DOCUMENT EXCERPT =
Day One: Sensing Legs




As long as I am alive, I am breathing. Can I have the richness of life, where many times in the day, I know I am breathing, when I feel the sensation of my breath coming in and out?

Sensing.

This is the word for feeling myself physically. For you feeling yourself physically.

Can you sense right now where your right arm is, and the shape of it and the feel of it from the inside and outside, the bones and muscles and skin and aliveness of your arm?

Now sense your left arm.

How did you make that switch?

Who made that switch?

Now sense your right leg. Now sense your left leg, filling in all that you can, your toes, your ankles, your knee, your calf, your thigh, all the way up to your hip socket.
Where is the hip joint?

Sense and see if you can find it

Now sense your right leg, all of it.

Now sense both legs. See if that brightens your sense of yourself, bring you back in a concrete way to NOW.

PROBLEM DETAILS = Continue the guided exercise on sensing the legs, starting after its last sentence.

Point-per-instance localization data =
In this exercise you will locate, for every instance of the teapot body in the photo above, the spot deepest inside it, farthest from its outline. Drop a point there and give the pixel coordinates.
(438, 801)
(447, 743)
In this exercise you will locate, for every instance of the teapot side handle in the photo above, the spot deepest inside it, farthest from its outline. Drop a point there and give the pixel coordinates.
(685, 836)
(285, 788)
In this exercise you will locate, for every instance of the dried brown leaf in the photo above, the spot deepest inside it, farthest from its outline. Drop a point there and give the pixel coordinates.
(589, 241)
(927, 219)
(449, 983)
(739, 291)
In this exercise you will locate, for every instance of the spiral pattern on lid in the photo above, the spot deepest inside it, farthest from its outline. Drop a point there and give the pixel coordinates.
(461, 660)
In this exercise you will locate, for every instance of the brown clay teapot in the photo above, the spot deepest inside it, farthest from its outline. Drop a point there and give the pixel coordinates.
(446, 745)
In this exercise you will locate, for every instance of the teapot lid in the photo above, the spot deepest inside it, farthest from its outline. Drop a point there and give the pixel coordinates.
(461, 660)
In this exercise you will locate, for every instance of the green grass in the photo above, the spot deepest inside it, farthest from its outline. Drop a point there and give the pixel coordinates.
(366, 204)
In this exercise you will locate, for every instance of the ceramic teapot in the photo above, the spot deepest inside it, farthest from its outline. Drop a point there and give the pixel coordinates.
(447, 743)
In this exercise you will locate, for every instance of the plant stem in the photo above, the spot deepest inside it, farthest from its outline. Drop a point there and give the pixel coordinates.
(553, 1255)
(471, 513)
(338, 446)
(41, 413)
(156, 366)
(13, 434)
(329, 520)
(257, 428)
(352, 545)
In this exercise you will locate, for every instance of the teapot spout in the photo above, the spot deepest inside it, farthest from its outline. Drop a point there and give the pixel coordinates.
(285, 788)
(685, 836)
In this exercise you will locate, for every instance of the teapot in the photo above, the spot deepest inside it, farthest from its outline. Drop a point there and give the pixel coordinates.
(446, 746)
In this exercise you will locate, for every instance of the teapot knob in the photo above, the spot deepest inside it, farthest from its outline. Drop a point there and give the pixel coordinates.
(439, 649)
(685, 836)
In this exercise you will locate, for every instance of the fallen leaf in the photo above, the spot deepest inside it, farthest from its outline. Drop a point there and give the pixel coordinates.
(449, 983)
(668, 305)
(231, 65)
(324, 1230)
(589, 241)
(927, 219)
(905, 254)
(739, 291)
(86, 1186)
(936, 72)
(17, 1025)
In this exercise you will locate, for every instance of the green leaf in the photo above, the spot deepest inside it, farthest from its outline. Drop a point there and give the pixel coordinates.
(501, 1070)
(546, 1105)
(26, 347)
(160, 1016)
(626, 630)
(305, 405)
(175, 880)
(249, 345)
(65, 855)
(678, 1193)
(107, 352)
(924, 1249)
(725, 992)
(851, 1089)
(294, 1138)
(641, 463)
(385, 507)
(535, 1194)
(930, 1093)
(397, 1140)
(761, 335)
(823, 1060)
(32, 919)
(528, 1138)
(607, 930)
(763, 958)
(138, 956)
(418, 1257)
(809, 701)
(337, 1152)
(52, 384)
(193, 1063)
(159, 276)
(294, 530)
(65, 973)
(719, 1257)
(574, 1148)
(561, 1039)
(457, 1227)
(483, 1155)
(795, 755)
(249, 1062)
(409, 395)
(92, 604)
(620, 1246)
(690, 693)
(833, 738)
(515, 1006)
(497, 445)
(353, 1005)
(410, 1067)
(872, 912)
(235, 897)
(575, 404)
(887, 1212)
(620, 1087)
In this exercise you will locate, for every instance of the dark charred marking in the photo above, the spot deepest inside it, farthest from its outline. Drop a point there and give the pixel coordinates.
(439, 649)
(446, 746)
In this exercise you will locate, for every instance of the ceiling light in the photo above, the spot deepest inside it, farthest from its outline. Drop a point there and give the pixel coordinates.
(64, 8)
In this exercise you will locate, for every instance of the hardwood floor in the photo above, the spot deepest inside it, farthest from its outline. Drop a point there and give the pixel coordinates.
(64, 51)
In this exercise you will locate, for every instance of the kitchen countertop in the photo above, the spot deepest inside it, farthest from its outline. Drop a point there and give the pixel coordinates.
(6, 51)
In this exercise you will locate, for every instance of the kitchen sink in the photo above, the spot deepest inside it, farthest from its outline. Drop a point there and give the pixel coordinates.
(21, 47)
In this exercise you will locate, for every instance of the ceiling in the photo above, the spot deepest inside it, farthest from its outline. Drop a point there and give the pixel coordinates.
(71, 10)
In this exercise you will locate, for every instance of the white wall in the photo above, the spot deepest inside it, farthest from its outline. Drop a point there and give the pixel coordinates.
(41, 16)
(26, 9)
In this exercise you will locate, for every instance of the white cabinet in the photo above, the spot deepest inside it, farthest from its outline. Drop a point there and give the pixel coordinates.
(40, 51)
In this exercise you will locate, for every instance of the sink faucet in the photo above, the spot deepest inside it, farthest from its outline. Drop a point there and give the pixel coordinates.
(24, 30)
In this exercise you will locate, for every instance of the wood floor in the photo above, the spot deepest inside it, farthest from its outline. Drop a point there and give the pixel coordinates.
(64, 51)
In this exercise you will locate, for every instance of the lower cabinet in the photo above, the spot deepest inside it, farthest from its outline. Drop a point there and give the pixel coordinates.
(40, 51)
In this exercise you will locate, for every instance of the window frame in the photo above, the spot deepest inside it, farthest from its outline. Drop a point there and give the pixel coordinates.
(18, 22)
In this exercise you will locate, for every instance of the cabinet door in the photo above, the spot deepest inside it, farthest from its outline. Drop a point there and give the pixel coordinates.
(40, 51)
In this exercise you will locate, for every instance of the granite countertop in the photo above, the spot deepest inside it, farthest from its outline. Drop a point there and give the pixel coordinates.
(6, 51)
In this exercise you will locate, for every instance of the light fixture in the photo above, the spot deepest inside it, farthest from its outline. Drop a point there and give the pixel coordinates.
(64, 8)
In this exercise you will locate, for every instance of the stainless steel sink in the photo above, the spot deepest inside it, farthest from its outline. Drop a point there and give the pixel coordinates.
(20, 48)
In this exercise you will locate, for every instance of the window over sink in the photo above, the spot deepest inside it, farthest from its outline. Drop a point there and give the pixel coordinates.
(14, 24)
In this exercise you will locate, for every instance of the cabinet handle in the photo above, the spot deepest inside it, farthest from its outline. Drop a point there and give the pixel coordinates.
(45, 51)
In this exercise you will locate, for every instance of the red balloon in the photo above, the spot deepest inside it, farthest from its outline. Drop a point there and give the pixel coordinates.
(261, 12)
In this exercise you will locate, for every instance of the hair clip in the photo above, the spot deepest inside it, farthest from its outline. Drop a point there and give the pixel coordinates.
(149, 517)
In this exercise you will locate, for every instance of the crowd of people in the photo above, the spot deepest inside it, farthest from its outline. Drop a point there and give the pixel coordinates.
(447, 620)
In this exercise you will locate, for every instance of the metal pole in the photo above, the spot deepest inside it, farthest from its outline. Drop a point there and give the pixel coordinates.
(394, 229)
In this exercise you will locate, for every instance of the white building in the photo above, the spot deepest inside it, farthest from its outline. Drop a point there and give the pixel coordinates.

WRITTEN ANSWER =
Sensing.

This is an extremely down to Earth / can’t-fool-yourself way to wake up to now. It’s easy enough to say, “Oh, of course, I’m being present,” and to just be saying words without any ongoing anchor in the present. To sense ourselves, we have to be present to ourselves.

Sensing our legs, both right and left, that is the game for today. Give it a try. Have fun. Keep coming back and back and back. To now. To sensing. Even now, as you read these words.

Right now.

The journey will last 108 days. Each day will offer something small or large to follow in our awareness, in our waking up to now.